SOURCE:
━━━━━━━━━━

Periodically age MGLRU-enabled lruvecs to turn MGLRU generations into
time-based working set information. This includes an interface to set
the periodic aging interval and a new kthread to perform aging.

memory.periodic_aging: a new root-level only file in cgroupfs
Writing to memory.periodic aging sets the aging interval and opts into
periodic aging.
kold: a new kthread that ages memcgs based on the set aging interval.

Signed-off-by: Yuanchu Xie <[email protected]>
---
include/linux/kold.h | 44 ++++++++++++
include/linux/mmzone.h | 4 +-
mm/Makefile | 3 +
mm/kold.c | 150 +++++++++++++++++++++++++++++++++++++++++
mm/memcontrol.c | 52 ++++++++++++++
mm/vmscan.c | 35 +++++++++-
6 files changed, 286 insertions(+), 2 deletions(-)
create mode 100644 include/linux/kold.h
create mode 100644 mm/kold.c

diff --git a/include/linux/kold.h b/include/linux/kold.h
new file mode 100644
index 000000000000..10b0dbe09a5c
--- /dev/null
+++ b/include/linux/kold.h
@@ -0,0 +1,44 @@
+/* SPDX-License-Identifier: GPL-2.0-or-later
+ *
+ * Periodic aging for multi-gen LRU
+ *
+ * Copyright (C) 2022 Yuanchu Xie <[email protected]>
+ */
+#ifndef KOLD_H_
+#define KOLD_H_
+
+#include <linux/memcontrol.h>
+
+struct kold_stats {
+ /* late is defined as spending an entire interval aging without sleep
+ * stat is aggregated every aging interval
+ */
+ unsigned int late_count;
+};
+
+int kold_set_interval(unsigned int interval);
+unsigned int kold_get_interval(void);
+int kold_get_stats(struct kold_stats *stats);
+
+/* returns the creation timestamp of the youngest generation */
+unsigned long lru_gen_force_age_lruvec(struct mem_cgroup *memcg, int nid,
+ unsigned long min_ttl);
+
+#ifndef CONFIG_MEMCG
+int kold_set_interval(unsigned int interval)

━━━━━━━━━━

EXTRACTED RECORDS:
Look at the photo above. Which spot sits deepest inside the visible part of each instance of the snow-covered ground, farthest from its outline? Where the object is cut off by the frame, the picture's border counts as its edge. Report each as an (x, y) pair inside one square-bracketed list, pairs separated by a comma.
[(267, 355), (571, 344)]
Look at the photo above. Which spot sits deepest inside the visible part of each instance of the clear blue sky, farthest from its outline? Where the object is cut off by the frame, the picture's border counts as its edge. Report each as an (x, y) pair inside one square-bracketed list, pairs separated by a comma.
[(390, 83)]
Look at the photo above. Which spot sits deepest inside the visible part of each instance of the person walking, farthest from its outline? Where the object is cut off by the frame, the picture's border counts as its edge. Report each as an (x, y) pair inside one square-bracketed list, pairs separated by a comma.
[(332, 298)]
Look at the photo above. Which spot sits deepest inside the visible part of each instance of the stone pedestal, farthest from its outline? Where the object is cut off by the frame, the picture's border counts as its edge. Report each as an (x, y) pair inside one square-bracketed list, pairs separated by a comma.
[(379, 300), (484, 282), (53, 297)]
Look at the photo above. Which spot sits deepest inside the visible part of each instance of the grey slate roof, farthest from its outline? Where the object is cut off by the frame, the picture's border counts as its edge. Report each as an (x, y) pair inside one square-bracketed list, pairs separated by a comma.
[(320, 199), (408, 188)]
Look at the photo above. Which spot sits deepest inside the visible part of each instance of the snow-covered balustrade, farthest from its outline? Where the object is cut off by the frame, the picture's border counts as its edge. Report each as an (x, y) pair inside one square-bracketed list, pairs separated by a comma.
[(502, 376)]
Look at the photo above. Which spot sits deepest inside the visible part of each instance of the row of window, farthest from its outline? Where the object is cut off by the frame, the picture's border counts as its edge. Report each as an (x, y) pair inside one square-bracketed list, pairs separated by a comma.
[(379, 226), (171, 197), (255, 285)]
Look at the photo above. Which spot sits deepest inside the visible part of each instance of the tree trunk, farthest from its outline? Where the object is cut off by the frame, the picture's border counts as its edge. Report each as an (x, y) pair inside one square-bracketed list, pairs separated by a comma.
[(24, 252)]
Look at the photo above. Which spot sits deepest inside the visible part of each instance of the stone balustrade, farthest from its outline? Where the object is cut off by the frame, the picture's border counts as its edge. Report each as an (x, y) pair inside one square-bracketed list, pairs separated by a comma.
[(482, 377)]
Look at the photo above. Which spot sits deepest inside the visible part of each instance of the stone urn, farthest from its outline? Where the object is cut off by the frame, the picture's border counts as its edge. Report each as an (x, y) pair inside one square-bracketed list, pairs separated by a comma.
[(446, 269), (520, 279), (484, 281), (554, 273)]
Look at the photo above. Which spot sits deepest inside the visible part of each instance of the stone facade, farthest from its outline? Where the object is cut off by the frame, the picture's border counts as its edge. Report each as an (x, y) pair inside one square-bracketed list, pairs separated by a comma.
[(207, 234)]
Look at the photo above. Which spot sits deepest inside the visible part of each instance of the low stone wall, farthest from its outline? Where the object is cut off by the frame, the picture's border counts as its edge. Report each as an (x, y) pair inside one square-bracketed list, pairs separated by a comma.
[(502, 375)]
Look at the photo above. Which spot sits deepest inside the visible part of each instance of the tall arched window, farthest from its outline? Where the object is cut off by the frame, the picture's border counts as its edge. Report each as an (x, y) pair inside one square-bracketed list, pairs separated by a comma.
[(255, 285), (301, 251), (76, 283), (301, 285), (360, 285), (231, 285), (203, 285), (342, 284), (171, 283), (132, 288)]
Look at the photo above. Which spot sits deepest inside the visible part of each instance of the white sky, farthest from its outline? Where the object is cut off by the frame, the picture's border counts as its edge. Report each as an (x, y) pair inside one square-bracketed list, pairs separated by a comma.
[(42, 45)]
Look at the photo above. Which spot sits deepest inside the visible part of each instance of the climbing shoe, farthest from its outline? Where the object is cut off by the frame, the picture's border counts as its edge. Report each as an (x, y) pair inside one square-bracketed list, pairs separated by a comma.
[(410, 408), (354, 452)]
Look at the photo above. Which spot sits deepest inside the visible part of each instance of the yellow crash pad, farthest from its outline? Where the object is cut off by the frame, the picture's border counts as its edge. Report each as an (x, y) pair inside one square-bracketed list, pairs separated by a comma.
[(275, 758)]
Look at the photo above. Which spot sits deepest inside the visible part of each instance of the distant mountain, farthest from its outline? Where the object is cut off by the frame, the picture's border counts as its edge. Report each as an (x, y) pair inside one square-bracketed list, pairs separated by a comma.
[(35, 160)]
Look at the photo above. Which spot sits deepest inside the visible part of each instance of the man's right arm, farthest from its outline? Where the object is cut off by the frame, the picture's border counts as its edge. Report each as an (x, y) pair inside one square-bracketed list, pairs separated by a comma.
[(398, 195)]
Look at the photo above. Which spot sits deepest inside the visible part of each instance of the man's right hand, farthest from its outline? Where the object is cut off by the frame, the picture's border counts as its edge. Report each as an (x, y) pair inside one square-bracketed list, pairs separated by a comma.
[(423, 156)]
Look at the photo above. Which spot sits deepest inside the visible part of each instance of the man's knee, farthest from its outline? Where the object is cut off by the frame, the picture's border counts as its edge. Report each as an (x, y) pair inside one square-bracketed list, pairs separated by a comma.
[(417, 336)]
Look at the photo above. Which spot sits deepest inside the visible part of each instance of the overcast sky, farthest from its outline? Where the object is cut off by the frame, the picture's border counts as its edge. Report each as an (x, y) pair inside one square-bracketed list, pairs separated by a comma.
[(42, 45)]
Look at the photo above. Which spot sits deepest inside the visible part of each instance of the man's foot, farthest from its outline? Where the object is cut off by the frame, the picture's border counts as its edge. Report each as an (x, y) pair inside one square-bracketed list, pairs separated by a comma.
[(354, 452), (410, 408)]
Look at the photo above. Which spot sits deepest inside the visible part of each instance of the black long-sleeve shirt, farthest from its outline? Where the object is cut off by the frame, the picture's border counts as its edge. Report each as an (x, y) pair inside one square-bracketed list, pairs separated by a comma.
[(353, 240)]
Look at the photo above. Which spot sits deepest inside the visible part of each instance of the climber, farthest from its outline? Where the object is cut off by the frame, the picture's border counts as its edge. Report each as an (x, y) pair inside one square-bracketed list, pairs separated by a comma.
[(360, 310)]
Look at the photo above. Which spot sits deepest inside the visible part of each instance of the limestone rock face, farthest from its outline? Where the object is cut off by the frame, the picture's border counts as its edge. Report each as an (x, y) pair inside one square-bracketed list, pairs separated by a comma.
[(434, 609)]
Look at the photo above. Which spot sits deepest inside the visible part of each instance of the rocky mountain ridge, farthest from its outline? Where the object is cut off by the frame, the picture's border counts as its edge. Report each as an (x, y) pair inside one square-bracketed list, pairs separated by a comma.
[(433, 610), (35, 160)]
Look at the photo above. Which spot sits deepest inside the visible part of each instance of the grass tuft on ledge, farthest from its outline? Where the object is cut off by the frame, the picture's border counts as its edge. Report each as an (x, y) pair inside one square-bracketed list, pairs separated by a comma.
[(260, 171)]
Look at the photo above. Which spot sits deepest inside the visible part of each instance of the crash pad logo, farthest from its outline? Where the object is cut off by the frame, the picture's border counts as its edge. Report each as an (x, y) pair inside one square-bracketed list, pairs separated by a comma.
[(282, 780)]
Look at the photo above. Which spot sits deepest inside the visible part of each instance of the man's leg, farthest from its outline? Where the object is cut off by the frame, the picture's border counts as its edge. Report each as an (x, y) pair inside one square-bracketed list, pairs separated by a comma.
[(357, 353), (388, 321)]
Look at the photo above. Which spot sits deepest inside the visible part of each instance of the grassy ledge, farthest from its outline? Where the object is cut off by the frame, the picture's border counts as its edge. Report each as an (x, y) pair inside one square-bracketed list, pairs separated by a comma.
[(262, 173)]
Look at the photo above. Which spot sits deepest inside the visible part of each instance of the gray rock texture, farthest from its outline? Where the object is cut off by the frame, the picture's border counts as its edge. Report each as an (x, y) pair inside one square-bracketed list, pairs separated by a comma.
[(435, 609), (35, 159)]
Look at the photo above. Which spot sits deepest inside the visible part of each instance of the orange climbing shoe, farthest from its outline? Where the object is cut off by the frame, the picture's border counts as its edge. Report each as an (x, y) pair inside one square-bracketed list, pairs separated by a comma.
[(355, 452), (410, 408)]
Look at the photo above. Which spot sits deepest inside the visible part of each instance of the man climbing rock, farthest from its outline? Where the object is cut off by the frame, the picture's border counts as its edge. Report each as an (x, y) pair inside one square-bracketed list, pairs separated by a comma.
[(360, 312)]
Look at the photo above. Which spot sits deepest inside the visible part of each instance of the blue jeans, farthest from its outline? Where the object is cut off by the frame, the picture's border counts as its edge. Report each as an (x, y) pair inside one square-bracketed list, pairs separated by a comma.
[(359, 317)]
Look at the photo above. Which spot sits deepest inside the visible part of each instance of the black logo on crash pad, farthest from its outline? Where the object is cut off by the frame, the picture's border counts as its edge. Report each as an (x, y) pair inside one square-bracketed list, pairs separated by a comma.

━━━━━━━━━━

GOAL A:
According to the patch, what does the new kthread kold do?
GOAL B:
Restate more briefly the paragraph of the patch that begins "Periodically age MGLRU-enabled lruvecs".
GOAL C:
Set down the stretch of the patch from "Periodically age MGLRU-enabled" through "periodic aging.", copied word for word.
Rely on the patch alone.

CORRECT OUTPUT A:
It ages memcgs based on the set aging interval.

CORRECT OUTPUT B:
MGLRU-enabled lruvecs are aged periodically to turn MGLRU generations into time-based working set information. An interface sets the aging interval, and a new kthread does the aging.

CORRECT OUTPUT C:
Periodically age MGLRU-enabled lruvecs to turn MGLRU generations into
time-based working set information. This includes an interface to set
the periodic aging interval and a new kthread to perform aging.

memory.periodic_aging: a new root-level only file in cgroupfs
Writing to memory.periodic aging sets the aging interval and opts into
periodic aging.